Quote word for word every line from the one with "[outline] <item>zebra's mane</item>" through the last line of the records, including both.

--- start PROVIDED DATA ---

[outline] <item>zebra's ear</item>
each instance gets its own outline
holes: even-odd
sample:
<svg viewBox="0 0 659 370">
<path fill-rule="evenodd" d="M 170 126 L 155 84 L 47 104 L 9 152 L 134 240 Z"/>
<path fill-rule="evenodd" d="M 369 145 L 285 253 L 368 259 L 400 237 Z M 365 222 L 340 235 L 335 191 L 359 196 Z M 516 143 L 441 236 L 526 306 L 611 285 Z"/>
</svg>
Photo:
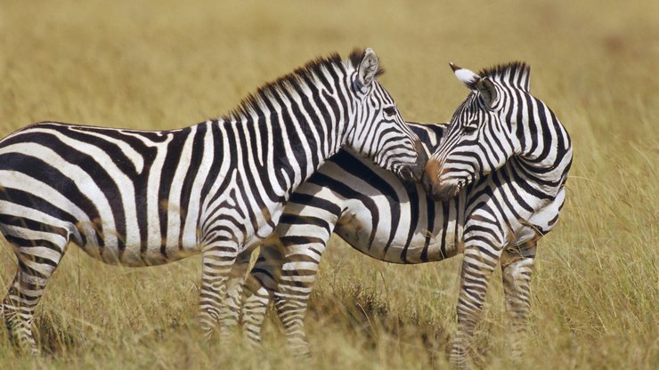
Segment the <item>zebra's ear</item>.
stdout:
<svg viewBox="0 0 659 370">
<path fill-rule="evenodd" d="M 362 92 L 368 91 L 368 87 L 373 82 L 377 73 L 378 56 L 375 55 L 375 52 L 370 48 L 366 49 L 364 57 L 362 58 L 362 61 L 359 63 L 359 69 L 357 70 L 357 86 Z"/>
<path fill-rule="evenodd" d="M 453 70 L 455 76 L 460 80 L 460 82 L 468 87 L 469 90 L 476 90 L 476 83 L 481 79 L 480 76 L 469 69 L 458 67 L 453 64 L 453 62 L 449 62 L 449 66 L 451 66 L 451 69 Z"/>
<path fill-rule="evenodd" d="M 497 88 L 494 86 L 494 83 L 487 77 L 483 77 L 476 83 L 476 88 L 481 93 L 487 106 L 493 107 L 497 101 Z"/>
</svg>

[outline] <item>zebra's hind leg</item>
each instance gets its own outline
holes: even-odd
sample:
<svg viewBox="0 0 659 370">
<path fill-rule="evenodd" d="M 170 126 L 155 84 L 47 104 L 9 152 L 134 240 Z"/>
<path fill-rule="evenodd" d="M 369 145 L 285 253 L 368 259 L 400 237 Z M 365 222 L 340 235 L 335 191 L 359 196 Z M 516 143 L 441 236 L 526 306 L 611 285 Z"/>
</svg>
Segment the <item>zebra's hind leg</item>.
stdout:
<svg viewBox="0 0 659 370">
<path fill-rule="evenodd" d="M 510 325 L 511 353 L 515 359 L 523 354 L 521 341 L 526 330 L 531 309 L 531 276 L 537 241 L 508 248 L 501 255 L 503 292 Z"/>
<path fill-rule="evenodd" d="M 13 247 L 18 267 L 2 311 L 10 339 L 22 350 L 38 354 L 32 334 L 35 309 L 61 260 L 69 237 L 68 232 L 60 228 L 31 221 L 23 223 L 22 227 L 3 228 Z"/>
<path fill-rule="evenodd" d="M 449 361 L 460 369 L 468 368 L 468 354 L 471 351 L 474 329 L 481 318 L 487 286 L 501 253 L 497 244 L 486 240 L 480 235 L 466 240 L 458 299 L 458 327 L 449 357 Z"/>
<path fill-rule="evenodd" d="M 235 238 L 223 238 L 207 244 L 201 252 L 199 287 L 199 325 L 209 340 L 222 318 L 229 275 L 238 256 Z"/>
<path fill-rule="evenodd" d="M 279 237 L 269 239 L 261 245 L 256 262 L 245 282 L 242 329 L 253 347 L 261 343 L 261 328 L 279 284 L 283 257 Z"/>
</svg>

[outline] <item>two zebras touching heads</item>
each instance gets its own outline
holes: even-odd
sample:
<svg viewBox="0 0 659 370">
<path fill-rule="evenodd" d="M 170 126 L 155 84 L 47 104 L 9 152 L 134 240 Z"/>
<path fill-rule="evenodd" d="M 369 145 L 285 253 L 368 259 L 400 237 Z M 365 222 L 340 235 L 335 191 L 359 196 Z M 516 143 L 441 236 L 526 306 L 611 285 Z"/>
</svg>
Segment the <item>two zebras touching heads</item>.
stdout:
<svg viewBox="0 0 659 370">
<path fill-rule="evenodd" d="M 257 342 L 274 297 L 304 355 L 306 300 L 333 232 L 391 262 L 464 254 L 453 363 L 466 364 L 500 262 L 511 328 L 523 330 L 570 140 L 530 94 L 525 64 L 453 69 L 470 92 L 448 125 L 406 125 L 367 49 L 309 62 L 230 115 L 180 130 L 40 123 L 13 133 L 0 141 L 0 231 L 18 259 L 2 305 L 12 338 L 37 352 L 34 310 L 70 241 L 128 266 L 200 253 L 205 333 L 242 316 Z"/>
</svg>

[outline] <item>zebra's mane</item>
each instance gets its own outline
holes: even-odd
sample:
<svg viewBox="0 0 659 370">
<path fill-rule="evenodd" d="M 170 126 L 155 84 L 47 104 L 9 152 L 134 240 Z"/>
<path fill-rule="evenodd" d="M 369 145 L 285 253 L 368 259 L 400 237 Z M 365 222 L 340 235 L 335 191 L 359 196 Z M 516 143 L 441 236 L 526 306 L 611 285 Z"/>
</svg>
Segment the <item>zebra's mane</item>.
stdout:
<svg viewBox="0 0 659 370">
<path fill-rule="evenodd" d="M 248 118 L 255 112 L 264 110 L 266 102 L 275 99 L 274 96 L 279 95 L 279 92 L 296 91 L 297 89 L 304 90 L 308 85 L 307 81 L 318 81 L 320 76 L 324 76 L 324 70 L 338 68 L 341 71 L 346 72 L 348 67 L 356 69 L 363 56 L 364 49 L 355 48 L 350 52 L 346 62 L 341 60 L 337 52 L 332 52 L 327 57 L 316 58 L 306 62 L 303 67 L 296 68 L 293 72 L 262 85 L 256 92 L 249 93 L 238 104 L 238 107 L 221 118 L 224 121 L 240 121 Z M 379 68 L 375 76 L 383 73 L 384 69 Z"/>
<path fill-rule="evenodd" d="M 530 92 L 530 74 L 531 67 L 524 61 L 499 64 L 478 72 L 478 75 L 483 77 L 490 77 L 494 81 L 506 82 L 527 92 Z"/>
</svg>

--- end PROVIDED DATA ---

TASK RESPONSE:
[outline] <item>zebra's mane</item>
each instance gets its own outline
holes: even-odd
sample:
<svg viewBox="0 0 659 370">
<path fill-rule="evenodd" d="M 170 126 L 155 84 L 47 104 L 9 152 L 134 240 Z"/>
<path fill-rule="evenodd" d="M 369 145 L 285 253 L 368 259 L 400 237 Z M 365 222 L 340 235 L 335 191 L 359 196 Z M 516 143 L 441 236 L 526 306 L 611 285 Z"/>
</svg>
Segment the <item>zebra's mane</item>.
stdout:
<svg viewBox="0 0 659 370">
<path fill-rule="evenodd" d="M 248 118 L 255 112 L 264 110 L 266 102 L 275 99 L 274 96 L 279 95 L 279 92 L 296 91 L 297 89 L 304 90 L 308 85 L 307 81 L 318 81 L 320 76 L 324 76 L 324 70 L 338 68 L 341 71 L 346 72 L 348 67 L 356 69 L 363 56 L 364 49 L 355 48 L 350 52 L 346 62 L 341 60 L 337 52 L 332 52 L 327 57 L 316 58 L 306 62 L 303 67 L 296 68 L 293 72 L 262 85 L 256 92 L 249 93 L 238 104 L 238 107 L 221 118 L 224 121 L 240 121 Z M 379 68 L 375 76 L 383 73 L 384 69 Z"/>
<path fill-rule="evenodd" d="M 530 92 L 530 74 L 531 67 L 524 61 L 499 64 L 478 72 L 478 75 L 483 77 L 490 77 L 494 81 L 506 82 L 527 92 Z"/>
</svg>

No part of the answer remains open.